• Objective: Please count the lines in the entries below that contain the word "trunk", and reply with the number alone.
::: Records for the exercise :::
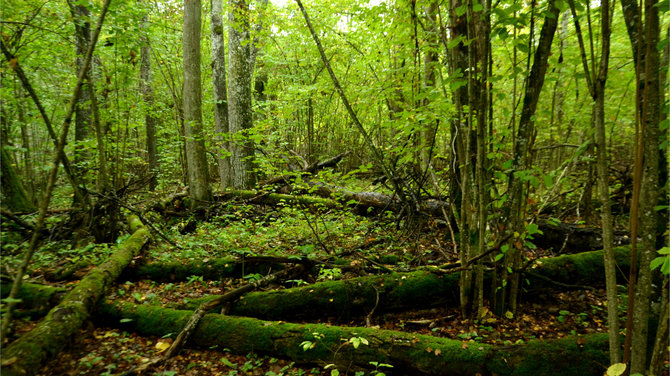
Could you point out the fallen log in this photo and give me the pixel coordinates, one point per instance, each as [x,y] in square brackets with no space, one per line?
[36,299]
[570,238]
[396,292]
[314,167]
[235,267]
[354,297]
[25,355]
[407,353]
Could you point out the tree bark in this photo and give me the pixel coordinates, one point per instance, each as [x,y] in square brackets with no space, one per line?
[198,181]
[25,355]
[150,119]
[649,196]
[220,94]
[240,116]
[83,112]
[514,211]
[408,353]
[15,196]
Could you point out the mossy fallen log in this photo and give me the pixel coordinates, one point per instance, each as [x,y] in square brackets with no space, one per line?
[234,267]
[408,353]
[36,299]
[25,355]
[344,299]
[571,238]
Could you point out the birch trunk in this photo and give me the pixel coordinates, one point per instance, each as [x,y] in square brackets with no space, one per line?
[220,94]
[240,116]
[195,144]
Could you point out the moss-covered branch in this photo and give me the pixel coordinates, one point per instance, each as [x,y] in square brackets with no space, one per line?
[36,300]
[25,355]
[400,291]
[408,353]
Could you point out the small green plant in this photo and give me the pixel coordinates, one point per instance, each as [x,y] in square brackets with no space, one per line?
[662,261]
[357,341]
[562,314]
[253,277]
[377,366]
[306,345]
[333,273]
[194,278]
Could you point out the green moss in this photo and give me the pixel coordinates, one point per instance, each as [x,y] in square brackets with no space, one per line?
[409,353]
[213,269]
[55,331]
[36,299]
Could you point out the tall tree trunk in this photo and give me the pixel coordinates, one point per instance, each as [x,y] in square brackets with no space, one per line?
[240,116]
[596,78]
[28,170]
[150,118]
[603,186]
[83,113]
[515,210]
[195,144]
[649,189]
[15,196]
[430,62]
[220,94]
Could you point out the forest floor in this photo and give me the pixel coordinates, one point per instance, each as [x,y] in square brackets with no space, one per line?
[102,348]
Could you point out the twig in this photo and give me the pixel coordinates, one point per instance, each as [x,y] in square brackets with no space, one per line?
[368,318]
[193,321]
[139,215]
[561,284]
[51,182]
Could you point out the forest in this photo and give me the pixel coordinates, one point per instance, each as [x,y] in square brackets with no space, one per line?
[334,187]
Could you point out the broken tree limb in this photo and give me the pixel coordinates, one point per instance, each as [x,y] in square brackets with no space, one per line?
[314,167]
[344,299]
[409,353]
[220,300]
[570,238]
[227,298]
[36,299]
[25,355]
[53,173]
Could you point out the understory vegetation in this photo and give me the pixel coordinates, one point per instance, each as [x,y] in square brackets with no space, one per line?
[335,187]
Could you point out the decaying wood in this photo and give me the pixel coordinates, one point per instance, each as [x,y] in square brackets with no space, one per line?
[228,297]
[569,238]
[408,353]
[314,167]
[25,355]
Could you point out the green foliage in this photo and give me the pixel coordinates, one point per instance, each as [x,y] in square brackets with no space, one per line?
[662,261]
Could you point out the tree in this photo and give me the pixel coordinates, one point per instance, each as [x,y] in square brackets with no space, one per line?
[15,196]
[240,115]
[220,93]
[514,211]
[84,112]
[199,190]
[596,78]
[150,119]
[644,37]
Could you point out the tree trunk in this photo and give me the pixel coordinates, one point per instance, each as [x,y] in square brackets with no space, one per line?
[83,112]
[649,197]
[198,183]
[220,94]
[15,197]
[150,119]
[515,210]
[25,355]
[240,115]
[408,353]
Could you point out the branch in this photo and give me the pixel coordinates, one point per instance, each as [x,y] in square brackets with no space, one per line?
[58,157]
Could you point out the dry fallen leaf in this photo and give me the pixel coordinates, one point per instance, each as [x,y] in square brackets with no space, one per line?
[162,346]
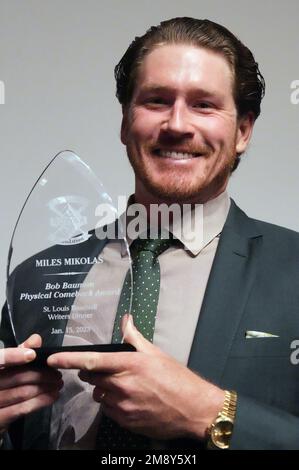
:::
• Task response: 3